=== Consegna 1 ===
Secondo il testo sul liquido amniotico, in quale percentuale di casi il fluido è incolore e trasparente?
=== Consegna 2 ===
Prosegui il testo sul liquido amniotico dopo la sua ultima frase.

═══ Testo di partenza

A seconda del colore del liquido amniotico – la linfa vitale in cui galleggia il feto all’interno dell’utero – si può stabilire se il bimbo avrà qualche tipo di patologia.
Il liquido, un misto di acqua, sali minerali, lipidi e proteine prodotto dalla placenta e dalle membrane uterine, dal quarto mese viene secreto dall’urina del bambino stesso – una sostanza molto più simile al plasma che alla pipì vera e propria. Il suo ricambio è garantito dalla continua produzione e ingestione fetale e la sua funzione è quella di mantenere costante la temperatura del sacco amniotico: è questo che fuoriesce quando si rompono le acque nel momento in cui la testa del feto preme per uscire.
Per capire se il liquido in questione è del colore giusto, si ricorre all’amniocentesi, trattamento sempre meno invasivo e sempre più sicuro: generalmente il fluido è incolore, trasparente (nel 90% dei casi); tuttavia a volte può essere verdastro – cosa che dipenderebbe da parti di contenuto intestinale passate in esso che denotano una disfunzione comunque non patologica. Si tratta in questo caso di emissioni di meconio, le secrezioni intestinali unite alle cellule epiteliali desquamatesi: ma talvolta un po’ di stress, anche solo una temporanea compressione del cordone ombelicale, può provocare il rilassamento degli sfinteri, con una conseguente fuoriuscita di contenuto intestinale, ma questo non implica minimamente sofferenze fetali o quant’altro.

══════
═══ Dati da esaminare

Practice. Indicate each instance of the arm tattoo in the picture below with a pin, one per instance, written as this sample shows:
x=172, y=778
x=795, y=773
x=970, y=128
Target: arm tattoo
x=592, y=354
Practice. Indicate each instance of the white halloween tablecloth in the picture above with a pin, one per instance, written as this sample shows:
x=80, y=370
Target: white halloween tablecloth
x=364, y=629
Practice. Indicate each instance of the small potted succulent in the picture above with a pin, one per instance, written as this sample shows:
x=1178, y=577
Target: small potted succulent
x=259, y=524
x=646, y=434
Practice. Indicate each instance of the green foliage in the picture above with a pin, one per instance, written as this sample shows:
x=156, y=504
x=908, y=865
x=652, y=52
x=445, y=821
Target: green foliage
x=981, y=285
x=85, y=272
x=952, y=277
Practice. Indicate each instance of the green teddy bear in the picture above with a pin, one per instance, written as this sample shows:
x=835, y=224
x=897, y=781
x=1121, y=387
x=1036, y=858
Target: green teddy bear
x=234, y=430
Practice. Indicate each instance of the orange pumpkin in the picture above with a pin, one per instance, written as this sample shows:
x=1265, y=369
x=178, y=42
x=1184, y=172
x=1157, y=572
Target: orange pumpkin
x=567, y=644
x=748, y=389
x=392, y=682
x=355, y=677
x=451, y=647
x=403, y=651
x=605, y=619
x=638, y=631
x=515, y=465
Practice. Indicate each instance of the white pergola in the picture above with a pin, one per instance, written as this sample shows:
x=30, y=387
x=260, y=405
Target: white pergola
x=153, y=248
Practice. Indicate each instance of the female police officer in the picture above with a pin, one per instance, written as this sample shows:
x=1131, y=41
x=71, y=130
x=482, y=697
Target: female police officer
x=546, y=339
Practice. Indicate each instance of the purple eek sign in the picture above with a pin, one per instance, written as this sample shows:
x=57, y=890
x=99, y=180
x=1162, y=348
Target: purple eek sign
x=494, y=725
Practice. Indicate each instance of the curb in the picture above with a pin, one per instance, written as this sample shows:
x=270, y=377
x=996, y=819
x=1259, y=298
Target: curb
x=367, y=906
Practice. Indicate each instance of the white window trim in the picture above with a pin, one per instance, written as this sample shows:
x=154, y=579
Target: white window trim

══════

=== Soluzione 1 ===
Nel 90% dei casi.

=== Soluzione 2 ===
Altre volte il colore può essere bruno o rosso, a seconda che si tratti di emorragie di vecchia data o recenti e in questo caso le perdite di sangue sono dovute al distacco della placenta o a rottura dei vasi fetali.
Le diversi colorazioni si possono riscontrare sia alla 16-20esima settimana, sia a gravidanza avanzata e durante il travaglio: al termine della gestazione e prima della rottura del sacco amniotico si può ricorrere all’amnioscopia, tramite un piccolo tubicino infilato direttamente nella cervice, per determinare il colore del liquido.
Inoltre, per integrare i risultati degli esami suddetti, è utile avvalersi di ecografie del volume del liquido stesso tramite la misurazione della tasca più profonda o la somma delle 4 più profonde situate nei 4 quadranti dell’utero: alterazioni della mole, soprattutto nel terzo trimestre, possono essere sinonimo di patologie.
Ovviamente i dati raccolti possono essere utilissimi per valutare la situazione clinica e intervenire tempestivamente con la terapia più idonea.